(Data records)
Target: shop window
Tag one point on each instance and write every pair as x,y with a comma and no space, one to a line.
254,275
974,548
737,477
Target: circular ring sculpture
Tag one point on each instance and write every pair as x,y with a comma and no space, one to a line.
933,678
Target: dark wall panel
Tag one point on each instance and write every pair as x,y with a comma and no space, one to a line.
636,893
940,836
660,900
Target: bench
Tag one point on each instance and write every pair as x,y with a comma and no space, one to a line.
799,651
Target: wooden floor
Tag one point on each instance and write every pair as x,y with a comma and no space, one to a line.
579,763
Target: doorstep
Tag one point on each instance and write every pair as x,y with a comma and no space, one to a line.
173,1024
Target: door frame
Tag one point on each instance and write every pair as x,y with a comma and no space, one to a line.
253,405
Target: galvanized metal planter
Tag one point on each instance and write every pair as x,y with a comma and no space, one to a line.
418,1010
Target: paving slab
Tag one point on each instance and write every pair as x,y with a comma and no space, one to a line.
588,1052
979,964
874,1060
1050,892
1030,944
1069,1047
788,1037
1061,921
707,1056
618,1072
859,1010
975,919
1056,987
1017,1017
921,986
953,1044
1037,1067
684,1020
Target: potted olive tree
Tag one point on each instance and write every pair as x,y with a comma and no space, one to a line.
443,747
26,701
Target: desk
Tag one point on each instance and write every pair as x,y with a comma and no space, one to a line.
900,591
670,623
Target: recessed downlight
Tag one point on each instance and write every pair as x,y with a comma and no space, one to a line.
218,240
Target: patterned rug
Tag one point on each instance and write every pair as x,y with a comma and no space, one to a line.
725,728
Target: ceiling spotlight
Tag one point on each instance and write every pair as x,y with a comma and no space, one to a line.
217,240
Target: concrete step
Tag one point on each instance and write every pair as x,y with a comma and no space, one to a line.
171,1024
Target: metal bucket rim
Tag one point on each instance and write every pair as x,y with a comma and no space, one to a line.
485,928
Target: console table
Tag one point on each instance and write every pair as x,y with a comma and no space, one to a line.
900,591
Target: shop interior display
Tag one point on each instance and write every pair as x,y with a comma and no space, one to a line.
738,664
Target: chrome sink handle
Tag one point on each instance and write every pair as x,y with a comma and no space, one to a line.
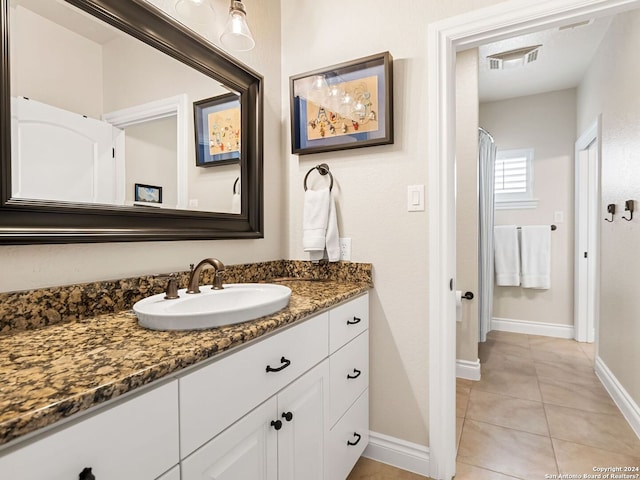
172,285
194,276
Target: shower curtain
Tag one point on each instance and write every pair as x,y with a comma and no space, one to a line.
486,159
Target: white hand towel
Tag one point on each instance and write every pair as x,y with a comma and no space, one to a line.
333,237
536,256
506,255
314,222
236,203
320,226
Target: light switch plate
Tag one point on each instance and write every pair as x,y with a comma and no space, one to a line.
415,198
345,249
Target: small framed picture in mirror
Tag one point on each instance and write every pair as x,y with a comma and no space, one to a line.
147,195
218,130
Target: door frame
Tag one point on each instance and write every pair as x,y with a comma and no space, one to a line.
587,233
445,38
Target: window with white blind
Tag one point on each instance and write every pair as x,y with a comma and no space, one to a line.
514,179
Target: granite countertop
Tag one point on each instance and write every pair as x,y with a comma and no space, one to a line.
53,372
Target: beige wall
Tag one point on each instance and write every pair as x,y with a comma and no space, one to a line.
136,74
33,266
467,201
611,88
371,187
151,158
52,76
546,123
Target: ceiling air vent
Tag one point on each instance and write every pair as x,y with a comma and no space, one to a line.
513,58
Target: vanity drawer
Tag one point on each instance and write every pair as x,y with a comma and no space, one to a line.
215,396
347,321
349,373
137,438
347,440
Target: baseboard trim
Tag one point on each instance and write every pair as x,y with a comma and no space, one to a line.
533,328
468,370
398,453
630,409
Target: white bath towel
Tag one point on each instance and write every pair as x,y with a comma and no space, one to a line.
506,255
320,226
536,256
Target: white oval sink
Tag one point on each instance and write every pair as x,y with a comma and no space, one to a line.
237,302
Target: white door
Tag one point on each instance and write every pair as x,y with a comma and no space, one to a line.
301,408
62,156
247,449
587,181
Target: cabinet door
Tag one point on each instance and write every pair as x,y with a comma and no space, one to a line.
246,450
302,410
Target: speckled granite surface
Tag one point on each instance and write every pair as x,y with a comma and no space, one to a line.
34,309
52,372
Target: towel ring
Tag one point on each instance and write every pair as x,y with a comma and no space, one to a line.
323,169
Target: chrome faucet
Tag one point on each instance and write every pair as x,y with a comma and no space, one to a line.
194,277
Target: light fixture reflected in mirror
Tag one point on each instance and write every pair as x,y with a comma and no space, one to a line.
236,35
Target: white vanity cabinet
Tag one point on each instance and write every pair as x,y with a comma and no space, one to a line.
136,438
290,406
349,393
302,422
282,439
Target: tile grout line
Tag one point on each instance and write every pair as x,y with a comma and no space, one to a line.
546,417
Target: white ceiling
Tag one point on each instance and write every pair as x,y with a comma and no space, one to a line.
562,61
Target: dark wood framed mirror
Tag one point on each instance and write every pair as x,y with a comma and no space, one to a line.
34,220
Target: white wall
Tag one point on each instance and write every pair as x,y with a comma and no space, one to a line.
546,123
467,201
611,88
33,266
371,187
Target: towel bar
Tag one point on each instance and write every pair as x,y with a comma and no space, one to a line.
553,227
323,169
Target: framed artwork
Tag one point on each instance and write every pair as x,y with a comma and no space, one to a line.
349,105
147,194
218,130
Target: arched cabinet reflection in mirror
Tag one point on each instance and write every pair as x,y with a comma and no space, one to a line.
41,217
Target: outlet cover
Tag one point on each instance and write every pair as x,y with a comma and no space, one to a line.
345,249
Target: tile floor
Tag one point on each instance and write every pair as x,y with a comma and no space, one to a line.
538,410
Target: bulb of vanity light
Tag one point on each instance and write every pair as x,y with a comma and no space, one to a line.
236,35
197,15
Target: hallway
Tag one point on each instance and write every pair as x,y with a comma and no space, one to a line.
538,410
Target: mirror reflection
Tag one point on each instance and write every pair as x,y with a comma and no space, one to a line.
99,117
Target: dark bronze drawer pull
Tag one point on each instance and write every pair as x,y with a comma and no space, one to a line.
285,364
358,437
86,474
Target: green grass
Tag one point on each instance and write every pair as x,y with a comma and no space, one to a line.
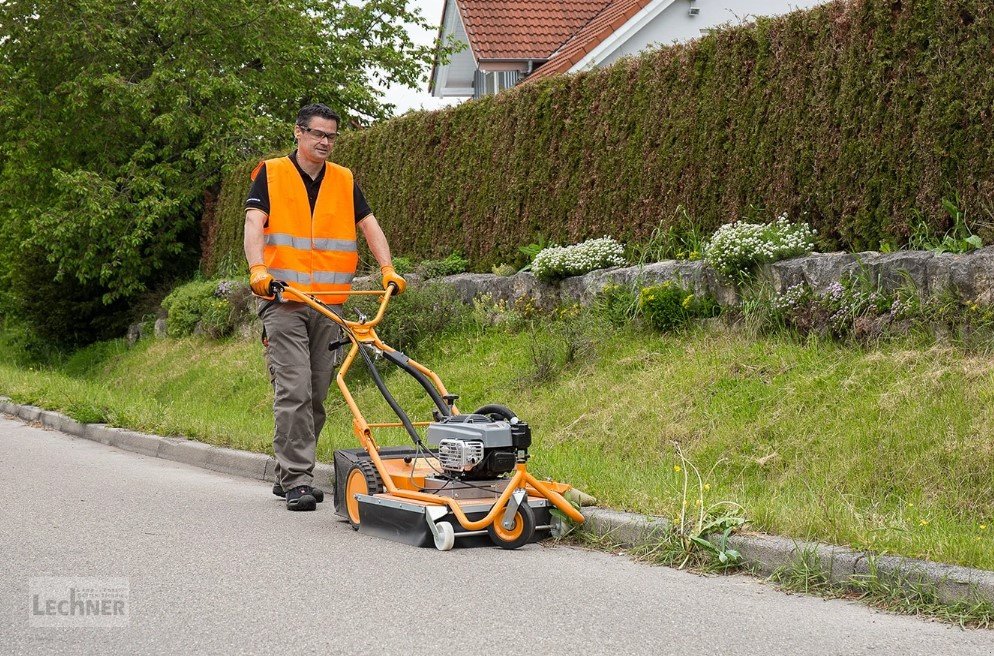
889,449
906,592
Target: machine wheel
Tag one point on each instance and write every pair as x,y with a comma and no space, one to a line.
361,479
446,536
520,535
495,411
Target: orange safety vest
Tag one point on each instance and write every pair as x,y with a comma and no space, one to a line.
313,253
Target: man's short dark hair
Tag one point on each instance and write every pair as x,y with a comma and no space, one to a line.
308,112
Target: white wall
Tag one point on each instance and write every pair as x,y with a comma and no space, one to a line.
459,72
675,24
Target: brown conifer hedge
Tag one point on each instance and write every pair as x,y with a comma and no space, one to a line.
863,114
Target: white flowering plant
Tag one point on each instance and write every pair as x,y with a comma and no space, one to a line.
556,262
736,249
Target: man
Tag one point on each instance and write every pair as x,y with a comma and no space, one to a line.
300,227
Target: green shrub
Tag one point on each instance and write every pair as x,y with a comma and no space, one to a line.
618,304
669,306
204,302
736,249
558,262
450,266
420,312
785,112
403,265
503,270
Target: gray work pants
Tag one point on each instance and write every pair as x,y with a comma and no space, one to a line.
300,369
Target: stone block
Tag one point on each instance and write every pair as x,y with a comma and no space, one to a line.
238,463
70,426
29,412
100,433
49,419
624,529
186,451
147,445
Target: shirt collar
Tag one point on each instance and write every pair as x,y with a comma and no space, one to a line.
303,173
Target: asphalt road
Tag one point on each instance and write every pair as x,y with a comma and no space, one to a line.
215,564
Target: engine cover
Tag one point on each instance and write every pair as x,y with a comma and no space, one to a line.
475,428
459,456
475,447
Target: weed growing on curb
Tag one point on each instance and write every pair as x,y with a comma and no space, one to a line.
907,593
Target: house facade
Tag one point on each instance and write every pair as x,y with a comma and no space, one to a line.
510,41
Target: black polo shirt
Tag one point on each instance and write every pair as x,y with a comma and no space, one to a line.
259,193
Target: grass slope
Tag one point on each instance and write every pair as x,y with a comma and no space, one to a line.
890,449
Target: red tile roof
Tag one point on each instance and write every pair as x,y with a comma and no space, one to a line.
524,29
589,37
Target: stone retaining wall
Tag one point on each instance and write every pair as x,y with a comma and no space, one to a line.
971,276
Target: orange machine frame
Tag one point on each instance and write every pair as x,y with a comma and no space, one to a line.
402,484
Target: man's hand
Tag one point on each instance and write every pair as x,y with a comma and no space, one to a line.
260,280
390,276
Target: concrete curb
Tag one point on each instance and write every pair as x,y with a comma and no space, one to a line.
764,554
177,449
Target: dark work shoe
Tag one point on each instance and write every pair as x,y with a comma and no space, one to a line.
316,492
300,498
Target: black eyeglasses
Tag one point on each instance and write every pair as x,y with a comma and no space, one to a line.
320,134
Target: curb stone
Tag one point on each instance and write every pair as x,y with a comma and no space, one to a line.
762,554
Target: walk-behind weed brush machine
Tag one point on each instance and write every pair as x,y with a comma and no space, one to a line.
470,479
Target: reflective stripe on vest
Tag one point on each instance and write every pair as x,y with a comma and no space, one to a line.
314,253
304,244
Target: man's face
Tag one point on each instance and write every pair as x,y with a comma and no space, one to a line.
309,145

(Required task)
Starting with the line containing "Target: man's face" and going on through the end of the items above, write those lines out again with their instructions, shifting every coordinate in the answers by adding 102 to each number.

(Solution below)
Target: man's face
Tag one point on each instance and write every pair as x,y with a comma and no space, one to a line.
411,247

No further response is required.